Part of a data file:
— Begin —

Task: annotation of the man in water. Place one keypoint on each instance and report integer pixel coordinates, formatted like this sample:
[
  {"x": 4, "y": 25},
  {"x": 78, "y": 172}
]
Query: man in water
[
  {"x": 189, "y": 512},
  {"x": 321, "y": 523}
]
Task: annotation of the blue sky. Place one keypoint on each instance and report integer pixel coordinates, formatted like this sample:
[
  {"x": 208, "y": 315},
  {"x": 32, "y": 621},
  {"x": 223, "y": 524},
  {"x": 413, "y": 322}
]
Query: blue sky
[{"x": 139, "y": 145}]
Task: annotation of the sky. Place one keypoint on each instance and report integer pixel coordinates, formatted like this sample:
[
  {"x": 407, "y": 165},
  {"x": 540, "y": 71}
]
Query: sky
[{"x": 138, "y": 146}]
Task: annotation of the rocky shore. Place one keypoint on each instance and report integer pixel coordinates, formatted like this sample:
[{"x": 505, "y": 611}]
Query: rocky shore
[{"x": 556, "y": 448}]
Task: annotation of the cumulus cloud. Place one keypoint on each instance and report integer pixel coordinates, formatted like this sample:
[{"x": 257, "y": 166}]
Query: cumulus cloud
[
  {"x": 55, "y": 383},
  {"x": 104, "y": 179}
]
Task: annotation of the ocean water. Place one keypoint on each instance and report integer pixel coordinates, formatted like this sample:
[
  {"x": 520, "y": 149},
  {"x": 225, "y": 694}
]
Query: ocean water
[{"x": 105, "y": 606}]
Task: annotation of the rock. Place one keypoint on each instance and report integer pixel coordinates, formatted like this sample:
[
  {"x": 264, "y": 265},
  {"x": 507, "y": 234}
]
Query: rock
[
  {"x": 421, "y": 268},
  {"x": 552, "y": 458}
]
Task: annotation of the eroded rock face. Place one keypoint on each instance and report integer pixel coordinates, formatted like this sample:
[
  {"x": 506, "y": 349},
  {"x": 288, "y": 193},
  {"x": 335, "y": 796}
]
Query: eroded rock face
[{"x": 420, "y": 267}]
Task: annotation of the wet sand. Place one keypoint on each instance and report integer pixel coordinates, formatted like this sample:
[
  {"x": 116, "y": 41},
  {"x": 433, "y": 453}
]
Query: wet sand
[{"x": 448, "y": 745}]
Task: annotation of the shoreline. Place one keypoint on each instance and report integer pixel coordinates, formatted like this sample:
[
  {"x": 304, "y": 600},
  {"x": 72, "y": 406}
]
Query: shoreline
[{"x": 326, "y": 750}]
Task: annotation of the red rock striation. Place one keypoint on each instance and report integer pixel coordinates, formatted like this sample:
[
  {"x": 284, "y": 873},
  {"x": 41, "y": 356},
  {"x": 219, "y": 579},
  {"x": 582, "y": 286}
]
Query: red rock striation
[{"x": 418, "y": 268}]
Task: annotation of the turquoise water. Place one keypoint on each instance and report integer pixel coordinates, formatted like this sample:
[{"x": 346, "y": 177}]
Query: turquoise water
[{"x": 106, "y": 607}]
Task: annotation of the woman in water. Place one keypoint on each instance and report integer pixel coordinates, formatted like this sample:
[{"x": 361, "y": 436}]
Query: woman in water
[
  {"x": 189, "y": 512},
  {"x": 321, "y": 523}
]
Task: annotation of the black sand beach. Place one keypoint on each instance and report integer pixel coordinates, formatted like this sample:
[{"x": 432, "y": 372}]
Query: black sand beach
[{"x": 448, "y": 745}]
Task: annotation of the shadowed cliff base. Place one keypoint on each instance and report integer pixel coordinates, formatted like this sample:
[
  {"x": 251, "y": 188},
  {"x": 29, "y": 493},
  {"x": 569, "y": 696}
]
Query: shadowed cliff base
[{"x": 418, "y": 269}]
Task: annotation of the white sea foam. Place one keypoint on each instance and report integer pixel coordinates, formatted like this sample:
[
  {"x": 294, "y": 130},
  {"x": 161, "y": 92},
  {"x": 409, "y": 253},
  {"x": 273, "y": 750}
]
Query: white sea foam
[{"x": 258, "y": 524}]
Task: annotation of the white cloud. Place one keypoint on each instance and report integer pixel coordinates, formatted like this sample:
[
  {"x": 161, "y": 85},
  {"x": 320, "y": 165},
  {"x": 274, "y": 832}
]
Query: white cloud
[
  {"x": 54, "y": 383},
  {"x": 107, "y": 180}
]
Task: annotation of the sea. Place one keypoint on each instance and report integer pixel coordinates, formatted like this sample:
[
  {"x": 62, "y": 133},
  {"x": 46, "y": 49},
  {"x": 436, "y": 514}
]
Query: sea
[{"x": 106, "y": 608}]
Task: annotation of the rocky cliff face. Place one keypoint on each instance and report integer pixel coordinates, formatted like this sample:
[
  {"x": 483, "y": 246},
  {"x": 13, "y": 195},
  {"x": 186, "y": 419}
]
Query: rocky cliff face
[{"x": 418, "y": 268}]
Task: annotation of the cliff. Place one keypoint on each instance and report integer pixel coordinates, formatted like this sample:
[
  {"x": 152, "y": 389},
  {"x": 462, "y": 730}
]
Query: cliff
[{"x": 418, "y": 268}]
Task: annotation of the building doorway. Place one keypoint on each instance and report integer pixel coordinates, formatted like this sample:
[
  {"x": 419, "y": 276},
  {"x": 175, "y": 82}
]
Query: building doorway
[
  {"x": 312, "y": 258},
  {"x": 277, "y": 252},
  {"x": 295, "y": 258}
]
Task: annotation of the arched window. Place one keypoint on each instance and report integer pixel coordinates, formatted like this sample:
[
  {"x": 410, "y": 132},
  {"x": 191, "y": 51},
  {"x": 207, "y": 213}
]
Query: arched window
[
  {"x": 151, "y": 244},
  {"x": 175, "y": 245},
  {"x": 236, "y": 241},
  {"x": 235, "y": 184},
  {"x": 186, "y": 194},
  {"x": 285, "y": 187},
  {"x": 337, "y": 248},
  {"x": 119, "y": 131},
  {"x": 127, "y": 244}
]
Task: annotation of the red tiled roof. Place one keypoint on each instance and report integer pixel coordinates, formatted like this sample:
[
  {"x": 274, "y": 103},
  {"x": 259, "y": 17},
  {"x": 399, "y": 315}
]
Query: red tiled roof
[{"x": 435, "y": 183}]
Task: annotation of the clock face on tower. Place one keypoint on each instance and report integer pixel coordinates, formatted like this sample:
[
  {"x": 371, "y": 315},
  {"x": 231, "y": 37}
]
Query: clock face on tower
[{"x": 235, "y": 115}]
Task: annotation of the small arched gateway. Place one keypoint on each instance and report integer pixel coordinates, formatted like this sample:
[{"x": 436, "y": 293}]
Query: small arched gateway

— End —

* _TO BE DONE_:
Update the material above so that every "keypoint" becomes "marker", leaving everything else untouched.

* _EXPECTED OUTPUT_:
Task: annotation of the man in water. Place one marker on each instance and report integer pixel coordinates, formatted like this sample:
[
  {"x": 4, "y": 25},
  {"x": 78, "y": 172}
]
Query: man in water
[
  {"x": 189, "y": 512},
  {"x": 321, "y": 523}
]
Task: annotation of the blue sky. Place one marker on each instance and report integer pixel coordinates, formatted like this sample:
[
  {"x": 208, "y": 315},
  {"x": 32, "y": 621},
  {"x": 223, "y": 524},
  {"x": 413, "y": 322}
]
Query: blue sky
[{"x": 139, "y": 145}]
Task: annotation of the sky. Place one marker on each instance and report integer pixel coordinates, formatted like this sample:
[
  {"x": 407, "y": 165},
  {"x": 540, "y": 71}
]
Query: sky
[{"x": 138, "y": 146}]
Task: annotation of the rocky shore. Place one marker on each instance and report integer pixel coordinates, formatted like this sample:
[{"x": 505, "y": 611}]
Query: rocky shore
[{"x": 556, "y": 448}]
Task: annotation of the cumulus cloud. Place one marker on each instance and report integer pixel coordinates, formatted like this sample:
[{"x": 257, "y": 166}]
Query: cumulus cloud
[
  {"x": 55, "y": 383},
  {"x": 104, "y": 179}
]
Task: annotation of the ocean water. Place one marker on each instance and report integer pixel coordinates, formatted like this sample:
[
  {"x": 520, "y": 149},
  {"x": 225, "y": 694}
]
Query: ocean water
[{"x": 105, "y": 606}]
Task: annotation of the rock. Place one marker on each instance and report integer pixel coordinates, formatted like this sample:
[
  {"x": 264, "y": 265},
  {"x": 507, "y": 234}
]
Query: rock
[
  {"x": 421, "y": 268},
  {"x": 552, "y": 458}
]
Task: annotation of the eroded rock face. Place one marker on each instance and report integer pixel coordinates, formatted like this sample:
[
  {"x": 506, "y": 349},
  {"x": 288, "y": 193},
  {"x": 335, "y": 796}
]
Query: eroded rock face
[{"x": 420, "y": 267}]
Task: annotation of the wet sand. Place one marker on each instance and report integer pixel coordinates, formatted like this sample:
[
  {"x": 116, "y": 41},
  {"x": 433, "y": 453}
]
Query: wet sand
[{"x": 448, "y": 745}]
Task: annotation of the shoreline. Place one marker on each instance and report integer pixel coordinates, formatted like this sample:
[
  {"x": 304, "y": 600},
  {"x": 72, "y": 406}
]
Query: shoreline
[{"x": 326, "y": 750}]
Task: annotation of the red rock striation. Place one marker on each instance and report integer pixel coordinates, formatted like this sample:
[
  {"x": 284, "y": 873},
  {"x": 41, "y": 356},
  {"x": 219, "y": 579},
  {"x": 582, "y": 286}
]
Query: red rock striation
[{"x": 418, "y": 268}]
Task: annotation of the turquoise water. Place one marker on each instance and report integer pixel coordinates, formatted like this sample:
[{"x": 346, "y": 177}]
Query: turquoise water
[{"x": 106, "y": 607}]
Task: annotation of the woman in water. Place one marker on each instance and report integer pixel coordinates, formatted like this sample:
[{"x": 361, "y": 436}]
Query: woman in water
[
  {"x": 189, "y": 512},
  {"x": 321, "y": 523}
]
Task: annotation of the black sand beach. Place one marker on each instance and report integer pixel coordinates, formatted like this sample:
[{"x": 432, "y": 372}]
Query: black sand beach
[{"x": 448, "y": 745}]
Task: annotation of the shadowed cliff base. Place one marker on each instance and report integer pixel coordinates, formatted like this sample:
[
  {"x": 251, "y": 188},
  {"x": 29, "y": 493},
  {"x": 569, "y": 696}
]
Query: shadowed cliff base
[{"x": 418, "y": 269}]
Task: annotation of the white sea foam. Place one marker on each instance and report integer pixel coordinates, formatted like this sample:
[
  {"x": 294, "y": 130},
  {"x": 161, "y": 92},
  {"x": 409, "y": 253},
  {"x": 273, "y": 750}
]
Query: white sea foam
[{"x": 258, "y": 524}]
Task: annotation of the white cloud. Place one marker on each instance and report integer pixel coordinates, formatted like this sample:
[
  {"x": 161, "y": 85},
  {"x": 320, "y": 165},
  {"x": 274, "y": 832}
]
Query: white cloud
[
  {"x": 54, "y": 383},
  {"x": 107, "y": 180}
]
Task: annotation of the sea. Place one marker on each instance and report integer pixel coordinates, formatted like this sample:
[
  {"x": 62, "y": 133},
  {"x": 46, "y": 49},
  {"x": 436, "y": 514}
]
Query: sea
[{"x": 106, "y": 608}]
Task: annotation of the rocky cliff face. Place one marker on each instance and report integer pixel coordinates, formatted like this sample:
[
  {"x": 483, "y": 246},
  {"x": 13, "y": 195},
  {"x": 186, "y": 419}
]
Query: rocky cliff face
[{"x": 418, "y": 268}]
Task: annotation of the cliff. Place one marker on each instance and report integer pixel coordinates, formatted like this sample:
[
  {"x": 152, "y": 389},
  {"x": 462, "y": 730}
]
Query: cliff
[{"x": 418, "y": 268}]
Task: annotation of the building doorway. Place one marker on each instance and report integer pixel coordinates, formatted like this sample:
[
  {"x": 419, "y": 276},
  {"x": 175, "y": 82}
]
Query: building doorway
[
  {"x": 312, "y": 258},
  {"x": 277, "y": 252},
  {"x": 295, "y": 258}
]
Task: annotation of the arched window. Place one marker on each instance and report integer pixel coordinates, formatted like this sample:
[
  {"x": 410, "y": 132},
  {"x": 191, "y": 51},
  {"x": 207, "y": 213}
]
Query: arched window
[
  {"x": 151, "y": 244},
  {"x": 175, "y": 245},
  {"x": 236, "y": 241},
  {"x": 235, "y": 184},
  {"x": 186, "y": 194},
  {"x": 285, "y": 187},
  {"x": 337, "y": 248},
  {"x": 119, "y": 131},
  {"x": 127, "y": 244}
]
Task: annotation of the red tiled roof. Place one marker on each instance and report integer pixel coordinates, formatted like this sample:
[
  {"x": 274, "y": 103},
  {"x": 259, "y": 17},
  {"x": 399, "y": 315}
]
Query: red tiled roof
[{"x": 435, "y": 183}]
Task: annotation of the clock face on tower. Place one marker on each instance and report integer pixel coordinates, formatted like this sample:
[
  {"x": 371, "y": 315},
  {"x": 231, "y": 37}
]
Query: clock face on tower
[{"x": 235, "y": 115}]
Task: annotation of the small arched gateway. Place one marker on each instance and report integer pixel coordinates, formatted like this sample:
[{"x": 436, "y": 293}]
Query: small arched gateway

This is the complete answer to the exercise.